**Exercise task**
Write out all the data again, exactly as it stands.

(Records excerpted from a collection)
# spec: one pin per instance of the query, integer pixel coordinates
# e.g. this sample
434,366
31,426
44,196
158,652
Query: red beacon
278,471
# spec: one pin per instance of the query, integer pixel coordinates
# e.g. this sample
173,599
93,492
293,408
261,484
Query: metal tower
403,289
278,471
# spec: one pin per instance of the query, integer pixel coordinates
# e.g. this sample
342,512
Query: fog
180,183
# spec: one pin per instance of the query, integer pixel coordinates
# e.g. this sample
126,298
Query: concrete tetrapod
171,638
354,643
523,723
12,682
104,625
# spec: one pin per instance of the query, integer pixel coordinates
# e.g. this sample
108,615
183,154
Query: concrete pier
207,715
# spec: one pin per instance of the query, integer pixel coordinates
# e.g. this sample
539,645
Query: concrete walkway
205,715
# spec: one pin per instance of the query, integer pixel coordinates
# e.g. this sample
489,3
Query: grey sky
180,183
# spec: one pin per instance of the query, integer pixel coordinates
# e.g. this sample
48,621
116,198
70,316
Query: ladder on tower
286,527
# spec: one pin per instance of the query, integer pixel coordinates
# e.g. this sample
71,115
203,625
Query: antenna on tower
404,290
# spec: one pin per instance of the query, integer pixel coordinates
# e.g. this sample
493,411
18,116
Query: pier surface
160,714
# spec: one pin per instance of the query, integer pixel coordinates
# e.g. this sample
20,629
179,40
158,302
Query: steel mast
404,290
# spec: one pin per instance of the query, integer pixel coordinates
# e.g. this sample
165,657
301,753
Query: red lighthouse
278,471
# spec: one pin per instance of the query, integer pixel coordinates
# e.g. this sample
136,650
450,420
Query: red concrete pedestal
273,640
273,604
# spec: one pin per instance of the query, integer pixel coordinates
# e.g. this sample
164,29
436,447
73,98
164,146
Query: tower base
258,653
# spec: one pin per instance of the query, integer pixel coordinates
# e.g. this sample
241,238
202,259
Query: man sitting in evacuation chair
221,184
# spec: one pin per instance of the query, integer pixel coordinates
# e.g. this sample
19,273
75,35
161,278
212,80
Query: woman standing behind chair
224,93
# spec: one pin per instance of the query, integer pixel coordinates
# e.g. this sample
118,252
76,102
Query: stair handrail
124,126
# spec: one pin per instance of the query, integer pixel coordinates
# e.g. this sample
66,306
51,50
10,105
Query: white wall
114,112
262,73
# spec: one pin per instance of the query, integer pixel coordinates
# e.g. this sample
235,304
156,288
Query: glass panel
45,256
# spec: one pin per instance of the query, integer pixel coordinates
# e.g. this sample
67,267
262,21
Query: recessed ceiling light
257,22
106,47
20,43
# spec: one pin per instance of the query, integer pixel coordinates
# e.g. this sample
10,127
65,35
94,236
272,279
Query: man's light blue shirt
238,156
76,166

**Solution for this exercise**
# spec: one pin per instance of the query, integer pixel coordinates
# e.g. this sample
434,366
31,426
44,196
158,652
Query: red beacon
278,471
# spec: one pin per instance of the query, integer pixel coordinates
# e.g. this sample
173,599
93,492
293,408
261,484
Query: metal tower
403,289
278,471
# spec: one pin per instance of the query, integer pixel coordinates
# e.g. this sample
342,512
Query: fog
180,183
# spec: one pin per instance of the query, integer pixel coordinates
# e.g. this sample
126,298
Query: concrete tetrapod
171,638
354,643
523,723
12,682
104,625
# spec: one pin per instance of the query, integer pixel coordinates
# e.g. this sample
108,615
183,154
Query: concrete pier
207,715
# spec: one pin per instance of the query, integer pixel coordinates
# e.g. this sample
539,645
Query: concrete walkway
205,715
# spec: one pin per instance of the query, integer pixel coordinates
# e.g. this sample
489,3
Query: grey sky
180,183
# spec: one pin per instance of the query, integer pixel coordinates
# e.g. this sample
48,621
116,198
70,316
Query: ladder on tower
286,527
# spec: one pin per instance of the query, integer pixel coordinates
# e.g. this sample
71,115
203,625
Query: antenna on tower
404,290
# spec: one pin per instance of the query, integer pixel coordinates
# e.g. this sample
493,411
18,116
Query: pier surface
160,714
# spec: one pin per instance of the query, integer pixel coordinates
# e.g. this sample
20,629
179,40
158,302
Query: steel mast
404,290
# spec: one pin per instance of the query, integer pixel coordinates
# e.g. this sample
165,657
301,753
Query: red lighthouse
278,471
# spec: one pin per instance of the query, integer pixel coordinates
# e.g. this sample
136,650
450,420
Query: red concrete pedestal
273,640
273,604
# spec: one pin per instance of the query, integer pixel coordinates
# e.g. this sample
164,29
436,447
73,98
164,146
Query: tower base
258,653
# spec: one pin per instance of the query, integer pixel coordinates
# e.g. this sample
241,238
202,259
Query: man sitting in evacuation chair
221,184
# spec: one pin per instance of the query, integer pixel coordinates
# e.g. this sample
19,273
75,35
161,278
212,80
Query: woman standing behind chair
224,93
# spec: one pin per instance of the query, integer pixel coordinates
# e.g. this sample
118,252
76,102
Query: stair handrail
124,126
# spec: one pin per instance of the query, integer pixel coordinates
# e.g. this sample
66,306
51,50
10,105
Query: white wall
114,112
262,73
# spec: one pin per instance of the query, integer pixel coordinates
# e.g. this sample
235,304
156,288
Query: glass panel
45,256
# spec: one pin per instance of the query, integer pixel coordinates
# e.g. this sample
67,267
262,21
Query: recessed ceiling light
257,22
106,47
20,43
# spec: one pin per instance of the query, integer pixel coordinates
# e.g. this sample
10,127
65,35
94,236
272,279
Query: man's light blue shirt
238,156
76,166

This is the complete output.